- [Given text]:
= = = =

Train Wrecks

Train Wrecks

by Louise Pettus

At the turn of the century there was a 200-ft. long, 40 ft. high trestle over Fishing Creek in York County. On September 2, 1903, a mail and express train of the Southern Railway was crossing when suddenly, at the mid-point, the trestle snapped and the locomotive plunged downward. The cars fell on top of the locomotive. The noise, which sounded like a strong gust of wind, traveled for miles.

There were a large number of passengers on board, most of them from York, Chester and Lancaster. Seven were killed, including the engineer and the fireman.

Many were seriously wounded. Dr. T. A. Crawford of Rock Hill, the chief surgeon of the railroad, sent a special train to bring the wounded to Rock Hill Private Hospital. Glenn and Allison Livery Stable also sent a "hack" for the wounded.

Another famous wreck occurred on the L and C Railroad between Lancaster and Chester. Leroy Springs of Lancaster had bought the Lancaster and Chester Railroad, better know as the L and C, in 1896 for $25,000. Only 29 miles long, the railroad carried both freight and passengers.

= = = =

- [Task list]:
1. Write out the stretch of the train wrecks text from "Many were seriously" through "freight and passengers.".
2. Shorten the paragraph of the train wrecks text that begins "Another famous wreck occurred" while keeping its main facts.
The records have no connection to the train wrecks text.

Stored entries
= = = =

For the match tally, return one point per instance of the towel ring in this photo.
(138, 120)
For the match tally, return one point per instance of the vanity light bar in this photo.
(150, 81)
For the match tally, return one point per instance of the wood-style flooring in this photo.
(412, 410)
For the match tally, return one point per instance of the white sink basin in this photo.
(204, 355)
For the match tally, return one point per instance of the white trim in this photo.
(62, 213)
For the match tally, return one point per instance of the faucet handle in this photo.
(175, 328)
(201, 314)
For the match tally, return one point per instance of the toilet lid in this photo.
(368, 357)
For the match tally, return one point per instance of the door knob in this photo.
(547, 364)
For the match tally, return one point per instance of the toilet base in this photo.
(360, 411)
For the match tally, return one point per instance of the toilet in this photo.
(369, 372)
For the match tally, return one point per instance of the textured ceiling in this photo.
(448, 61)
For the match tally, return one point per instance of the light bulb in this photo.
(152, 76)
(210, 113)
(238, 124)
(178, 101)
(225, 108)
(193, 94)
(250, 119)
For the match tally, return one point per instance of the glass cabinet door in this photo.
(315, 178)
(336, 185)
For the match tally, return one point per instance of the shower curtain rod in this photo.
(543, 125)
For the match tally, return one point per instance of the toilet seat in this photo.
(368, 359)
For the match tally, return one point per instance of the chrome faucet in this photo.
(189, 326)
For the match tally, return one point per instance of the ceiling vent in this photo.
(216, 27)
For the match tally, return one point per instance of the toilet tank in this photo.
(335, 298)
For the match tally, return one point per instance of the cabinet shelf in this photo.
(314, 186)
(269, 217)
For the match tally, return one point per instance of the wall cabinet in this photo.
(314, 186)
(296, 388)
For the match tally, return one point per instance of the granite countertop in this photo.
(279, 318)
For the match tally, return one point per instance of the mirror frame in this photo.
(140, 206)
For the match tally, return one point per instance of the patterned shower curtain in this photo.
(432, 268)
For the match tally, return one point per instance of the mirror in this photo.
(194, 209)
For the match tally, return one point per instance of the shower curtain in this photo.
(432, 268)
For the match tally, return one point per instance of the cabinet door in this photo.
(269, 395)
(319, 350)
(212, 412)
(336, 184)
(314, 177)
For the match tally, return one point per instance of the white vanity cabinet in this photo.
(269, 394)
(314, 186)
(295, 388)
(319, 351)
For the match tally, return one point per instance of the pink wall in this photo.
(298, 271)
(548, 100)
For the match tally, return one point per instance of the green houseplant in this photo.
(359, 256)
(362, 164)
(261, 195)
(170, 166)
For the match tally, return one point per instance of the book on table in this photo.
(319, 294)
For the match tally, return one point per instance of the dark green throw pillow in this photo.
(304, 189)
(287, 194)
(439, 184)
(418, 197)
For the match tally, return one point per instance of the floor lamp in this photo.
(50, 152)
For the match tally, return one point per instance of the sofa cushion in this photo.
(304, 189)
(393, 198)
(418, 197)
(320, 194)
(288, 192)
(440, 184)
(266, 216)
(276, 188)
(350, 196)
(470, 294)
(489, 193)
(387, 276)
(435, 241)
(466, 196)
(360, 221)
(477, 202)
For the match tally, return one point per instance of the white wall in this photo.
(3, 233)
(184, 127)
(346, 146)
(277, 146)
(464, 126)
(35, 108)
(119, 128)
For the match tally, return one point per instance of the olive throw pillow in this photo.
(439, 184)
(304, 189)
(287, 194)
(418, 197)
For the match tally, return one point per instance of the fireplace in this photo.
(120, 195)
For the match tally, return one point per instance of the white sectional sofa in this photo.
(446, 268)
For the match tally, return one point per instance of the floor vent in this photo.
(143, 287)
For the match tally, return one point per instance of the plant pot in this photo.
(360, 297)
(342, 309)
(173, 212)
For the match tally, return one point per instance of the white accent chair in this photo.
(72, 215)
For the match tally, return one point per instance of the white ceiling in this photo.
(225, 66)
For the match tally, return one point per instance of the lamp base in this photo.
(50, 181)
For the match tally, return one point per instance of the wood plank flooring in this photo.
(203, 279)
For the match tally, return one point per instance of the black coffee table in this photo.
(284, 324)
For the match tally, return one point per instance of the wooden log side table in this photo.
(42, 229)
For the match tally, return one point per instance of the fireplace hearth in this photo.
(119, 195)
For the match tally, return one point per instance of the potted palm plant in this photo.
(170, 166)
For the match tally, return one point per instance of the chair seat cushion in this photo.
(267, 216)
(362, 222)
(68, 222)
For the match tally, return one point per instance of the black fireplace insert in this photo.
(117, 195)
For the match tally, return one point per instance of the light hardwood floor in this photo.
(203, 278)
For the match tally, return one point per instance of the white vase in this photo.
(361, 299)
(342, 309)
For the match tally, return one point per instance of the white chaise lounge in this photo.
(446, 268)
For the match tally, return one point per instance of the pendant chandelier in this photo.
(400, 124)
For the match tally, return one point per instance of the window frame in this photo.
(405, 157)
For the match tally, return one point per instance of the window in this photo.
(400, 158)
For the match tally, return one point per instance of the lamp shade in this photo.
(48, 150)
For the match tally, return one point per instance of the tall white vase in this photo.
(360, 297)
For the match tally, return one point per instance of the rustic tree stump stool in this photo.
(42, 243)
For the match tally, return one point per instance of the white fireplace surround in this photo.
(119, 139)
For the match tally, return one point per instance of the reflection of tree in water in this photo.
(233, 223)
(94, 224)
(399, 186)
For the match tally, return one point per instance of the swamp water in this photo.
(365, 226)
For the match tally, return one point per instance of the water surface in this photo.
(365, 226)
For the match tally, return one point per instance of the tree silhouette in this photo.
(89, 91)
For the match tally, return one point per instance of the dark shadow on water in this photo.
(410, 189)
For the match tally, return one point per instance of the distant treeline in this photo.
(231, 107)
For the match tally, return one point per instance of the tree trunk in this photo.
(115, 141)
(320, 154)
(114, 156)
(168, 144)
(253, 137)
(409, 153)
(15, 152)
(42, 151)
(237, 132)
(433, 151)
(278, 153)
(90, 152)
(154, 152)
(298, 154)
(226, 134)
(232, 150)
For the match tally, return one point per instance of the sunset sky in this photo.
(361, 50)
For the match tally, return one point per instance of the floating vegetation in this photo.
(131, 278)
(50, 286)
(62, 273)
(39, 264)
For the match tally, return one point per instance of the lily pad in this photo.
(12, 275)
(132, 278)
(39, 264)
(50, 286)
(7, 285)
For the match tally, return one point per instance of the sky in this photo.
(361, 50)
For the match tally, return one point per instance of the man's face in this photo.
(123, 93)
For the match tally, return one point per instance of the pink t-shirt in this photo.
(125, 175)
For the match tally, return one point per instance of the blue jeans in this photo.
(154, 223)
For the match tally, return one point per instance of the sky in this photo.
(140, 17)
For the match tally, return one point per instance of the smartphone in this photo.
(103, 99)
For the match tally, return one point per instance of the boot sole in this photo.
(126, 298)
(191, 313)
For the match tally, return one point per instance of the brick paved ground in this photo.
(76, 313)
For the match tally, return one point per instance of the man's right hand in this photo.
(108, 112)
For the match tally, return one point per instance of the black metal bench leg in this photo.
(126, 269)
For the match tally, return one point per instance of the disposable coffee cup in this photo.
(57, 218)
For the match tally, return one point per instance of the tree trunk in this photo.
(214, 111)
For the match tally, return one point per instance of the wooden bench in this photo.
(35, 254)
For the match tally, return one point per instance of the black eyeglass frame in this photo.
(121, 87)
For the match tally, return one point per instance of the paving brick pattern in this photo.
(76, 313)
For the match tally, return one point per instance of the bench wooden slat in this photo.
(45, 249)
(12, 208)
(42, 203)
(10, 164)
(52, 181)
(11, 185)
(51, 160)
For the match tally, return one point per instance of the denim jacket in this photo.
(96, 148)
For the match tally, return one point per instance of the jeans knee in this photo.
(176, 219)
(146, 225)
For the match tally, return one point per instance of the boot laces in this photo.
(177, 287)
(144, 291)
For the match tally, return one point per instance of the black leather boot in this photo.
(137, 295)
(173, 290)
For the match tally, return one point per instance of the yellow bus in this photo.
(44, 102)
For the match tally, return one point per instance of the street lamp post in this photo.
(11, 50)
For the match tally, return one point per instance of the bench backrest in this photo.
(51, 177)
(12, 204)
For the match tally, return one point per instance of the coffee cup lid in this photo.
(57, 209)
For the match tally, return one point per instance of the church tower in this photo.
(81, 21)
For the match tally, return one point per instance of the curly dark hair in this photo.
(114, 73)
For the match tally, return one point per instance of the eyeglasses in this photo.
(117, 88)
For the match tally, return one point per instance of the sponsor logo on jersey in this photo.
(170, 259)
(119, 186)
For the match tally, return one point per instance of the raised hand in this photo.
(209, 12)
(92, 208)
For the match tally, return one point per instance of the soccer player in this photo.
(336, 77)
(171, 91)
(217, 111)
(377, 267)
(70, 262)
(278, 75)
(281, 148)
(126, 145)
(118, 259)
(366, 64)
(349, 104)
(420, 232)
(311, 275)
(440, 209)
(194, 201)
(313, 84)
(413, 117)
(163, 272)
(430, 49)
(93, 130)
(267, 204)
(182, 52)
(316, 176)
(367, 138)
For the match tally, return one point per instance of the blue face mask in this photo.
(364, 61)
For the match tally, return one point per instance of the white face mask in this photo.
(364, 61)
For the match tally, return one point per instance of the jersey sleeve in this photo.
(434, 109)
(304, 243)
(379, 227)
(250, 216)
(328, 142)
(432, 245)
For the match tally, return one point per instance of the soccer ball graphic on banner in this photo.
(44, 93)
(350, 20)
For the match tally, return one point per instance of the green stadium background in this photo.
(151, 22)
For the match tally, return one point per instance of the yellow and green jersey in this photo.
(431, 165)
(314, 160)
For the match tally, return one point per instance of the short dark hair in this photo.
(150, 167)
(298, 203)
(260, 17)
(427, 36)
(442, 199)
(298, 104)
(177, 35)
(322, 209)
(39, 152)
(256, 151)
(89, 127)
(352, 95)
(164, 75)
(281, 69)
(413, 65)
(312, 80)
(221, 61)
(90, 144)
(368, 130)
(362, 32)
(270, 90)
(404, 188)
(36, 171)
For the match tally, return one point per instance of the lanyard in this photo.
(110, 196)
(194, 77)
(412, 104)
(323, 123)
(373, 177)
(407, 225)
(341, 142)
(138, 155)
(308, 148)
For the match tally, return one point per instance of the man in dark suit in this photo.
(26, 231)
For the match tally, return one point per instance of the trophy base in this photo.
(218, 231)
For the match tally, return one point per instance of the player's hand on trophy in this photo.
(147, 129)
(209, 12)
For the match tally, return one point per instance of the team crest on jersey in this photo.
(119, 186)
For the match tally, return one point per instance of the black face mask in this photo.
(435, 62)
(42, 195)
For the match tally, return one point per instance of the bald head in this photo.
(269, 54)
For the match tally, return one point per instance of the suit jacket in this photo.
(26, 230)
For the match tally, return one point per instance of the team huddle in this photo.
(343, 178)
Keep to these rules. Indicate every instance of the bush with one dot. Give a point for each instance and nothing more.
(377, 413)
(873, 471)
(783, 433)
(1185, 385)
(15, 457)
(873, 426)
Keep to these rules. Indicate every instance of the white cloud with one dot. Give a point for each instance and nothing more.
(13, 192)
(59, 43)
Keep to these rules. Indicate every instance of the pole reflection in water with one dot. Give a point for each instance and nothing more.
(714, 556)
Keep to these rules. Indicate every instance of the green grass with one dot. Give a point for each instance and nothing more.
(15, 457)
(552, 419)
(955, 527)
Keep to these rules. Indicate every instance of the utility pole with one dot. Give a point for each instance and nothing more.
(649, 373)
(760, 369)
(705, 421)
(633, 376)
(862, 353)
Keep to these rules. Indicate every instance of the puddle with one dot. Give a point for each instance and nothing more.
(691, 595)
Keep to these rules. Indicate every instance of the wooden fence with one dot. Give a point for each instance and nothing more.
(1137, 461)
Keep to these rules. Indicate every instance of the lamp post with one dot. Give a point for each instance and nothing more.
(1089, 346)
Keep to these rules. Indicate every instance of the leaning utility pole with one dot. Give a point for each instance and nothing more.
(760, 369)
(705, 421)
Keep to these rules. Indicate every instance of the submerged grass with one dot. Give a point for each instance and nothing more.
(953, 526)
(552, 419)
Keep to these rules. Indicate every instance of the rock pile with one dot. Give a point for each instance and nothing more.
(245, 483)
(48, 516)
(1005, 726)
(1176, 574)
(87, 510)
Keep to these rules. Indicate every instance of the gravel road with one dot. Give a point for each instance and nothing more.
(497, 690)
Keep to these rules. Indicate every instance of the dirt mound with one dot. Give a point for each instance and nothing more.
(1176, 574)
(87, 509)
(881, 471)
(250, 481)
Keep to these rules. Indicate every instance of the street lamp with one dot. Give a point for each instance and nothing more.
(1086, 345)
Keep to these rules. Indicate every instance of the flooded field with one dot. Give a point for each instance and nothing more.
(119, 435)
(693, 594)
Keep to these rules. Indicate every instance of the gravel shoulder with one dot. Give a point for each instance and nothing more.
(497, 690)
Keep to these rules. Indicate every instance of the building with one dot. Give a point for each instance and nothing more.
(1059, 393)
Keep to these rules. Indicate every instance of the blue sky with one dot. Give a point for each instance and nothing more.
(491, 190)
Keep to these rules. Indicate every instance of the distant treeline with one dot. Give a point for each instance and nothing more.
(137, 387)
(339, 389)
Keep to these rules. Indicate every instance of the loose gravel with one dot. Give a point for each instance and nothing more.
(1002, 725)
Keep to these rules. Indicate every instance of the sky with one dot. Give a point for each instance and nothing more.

= = = =

- [Responses for each task]:
1.
Many were seriously wounded. Dr. T. A. Crawford of Rock Hill, the chief surgeon of the railroad, sent a special train to bring the wounded to Rock Hill Private Hospital. Glenn and Allison Livery Stable also sent a "hack" for the wounded.

Another famous wreck occurred on the L and C Railroad between Lancaster and Chester. Leroy Springs of Lancaster had bought the Lancaster and Chester Railroad, better know as the L and C, in 1896 for $25,000. Only 29 miles long, the railroad carried both freight and passengers.

2. Another famous wreck happened on the L and C (Lancaster and Chester) Railroad. This 29-mile freight and passenger line was bought by Leroy Springs of Lancaster in 1896 for $25,000.